====== DOCUMENT TEXT
Long term capital gains (LTCG) tax on the sale of these asset classes stocks, mutual funds, real estate etc. is levied when the holding period of the asset is over one year

Tax
Puneet Wadhwa New Delhi
4 min read Last Updated : Jul 19 2024 | 1:59 PM IST
Long term capital gains tax on sale of stocks, short term capital gains tax on stocks: Capital gains tax is levied on the profit made from the sale of an asset, such as stocks, mutual funds, real estate etc. 

Long term capital gains (LTCG) tax and short-term capital gains tax (STCG) on sale of shares?

Long term capital gains (LTCG) tax on the sale of these asset classes stocks, mutual funds, real estate etc. is levied when the holding period of the asset is over one year, whereas short-term capital gains (STCG) is levied when the sale of stocks, mutual funds, real estate etc. is made within one year from the date of purchase.

Will Modi 3.0 increase the tax on sale of shares, mutual funds, real estate?
============
====== GIVEN RECORDS
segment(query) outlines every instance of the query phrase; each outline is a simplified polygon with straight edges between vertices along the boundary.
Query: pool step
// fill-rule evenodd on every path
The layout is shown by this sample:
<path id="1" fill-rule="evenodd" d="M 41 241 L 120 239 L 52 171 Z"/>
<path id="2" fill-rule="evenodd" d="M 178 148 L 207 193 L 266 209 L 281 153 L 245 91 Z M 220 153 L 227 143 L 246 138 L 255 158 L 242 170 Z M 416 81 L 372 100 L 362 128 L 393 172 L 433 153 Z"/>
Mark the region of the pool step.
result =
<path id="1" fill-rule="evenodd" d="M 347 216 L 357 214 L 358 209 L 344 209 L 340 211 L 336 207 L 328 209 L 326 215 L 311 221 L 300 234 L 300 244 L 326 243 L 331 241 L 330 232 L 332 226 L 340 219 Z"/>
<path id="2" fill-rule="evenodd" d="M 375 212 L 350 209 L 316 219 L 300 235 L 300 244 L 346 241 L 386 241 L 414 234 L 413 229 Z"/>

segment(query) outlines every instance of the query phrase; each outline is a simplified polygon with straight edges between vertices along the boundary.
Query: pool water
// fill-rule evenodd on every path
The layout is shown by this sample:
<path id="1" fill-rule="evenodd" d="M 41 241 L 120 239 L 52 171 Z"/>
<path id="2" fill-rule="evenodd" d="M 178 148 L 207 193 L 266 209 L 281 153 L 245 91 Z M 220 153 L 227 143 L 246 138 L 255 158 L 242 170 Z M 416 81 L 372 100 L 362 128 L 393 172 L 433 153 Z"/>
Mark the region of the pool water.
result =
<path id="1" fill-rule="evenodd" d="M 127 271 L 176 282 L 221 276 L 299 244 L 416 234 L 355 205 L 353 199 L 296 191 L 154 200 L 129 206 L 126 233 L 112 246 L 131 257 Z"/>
============
### JOBS
**A.** Retype the passage in the capital gains tax article from "Long term capital gains (LTCG) tax and" up to and including "date of purchase.".
**B.** Set out the listing as a numbered list, from its first line up to and including the line with "375 212 L 350", leaving out blank lines.

### RESULTS FOR EACH TASK
**A.**
Long term capital gains (LTCG) tax and short-term capital gains tax (STCG) on sale of shares?

Long term capital gains (LTCG) tax on the sale of these asset classes stocks, mutual funds, real estate etc. is levied when the holding period of the asset is over one year, whereas short-term capital gains (STCG) is levied when the sale of stocks, mutual funds, real estate etc. is made within one year from the date of purchase.

**B.**
1. segment(query) outlines every instance of the query phrase; each outline is a simplified polygon with straight edges between vertices along the boundary.
2. Query: pool step
3. // fill-rule evenodd on every path
4. The layout is shown by this sample:
5. <path id="1" fill-rule="evenodd" d="M 41 241 L 120 239 L 52 171 Z"/>
6. <path id="2" fill-rule="evenodd" d="M 178 148 L 207 193 L 266 209 L 281 153 L 245 91 Z M 220 153 L 227 143 L 246 138 L 255 158 L 242 170 Z M 416 81 L 372 100 L 362 128 L 393 172 L 433 153 Z"/>
7. Mark the region of the pool step.
8. result =
9. <path id="1" fill-rule="evenodd" d="M 347 216 L 357 214 L 358 209 L 344 209 L 340 211 L 336 207 L 328 209 L 326 215 L 311 221 L 300 234 L 300 244 L 326 243 L 331 241 L 330 232 L 332 226 L 340 219 Z"/>
10. <path id="2" fill-rule="evenodd" d="M 375 212 L 350 209 L 316 219 L 300 235 L 300 244 L 346 241 L 386 241 L 414 234 L 413 229 Z"/>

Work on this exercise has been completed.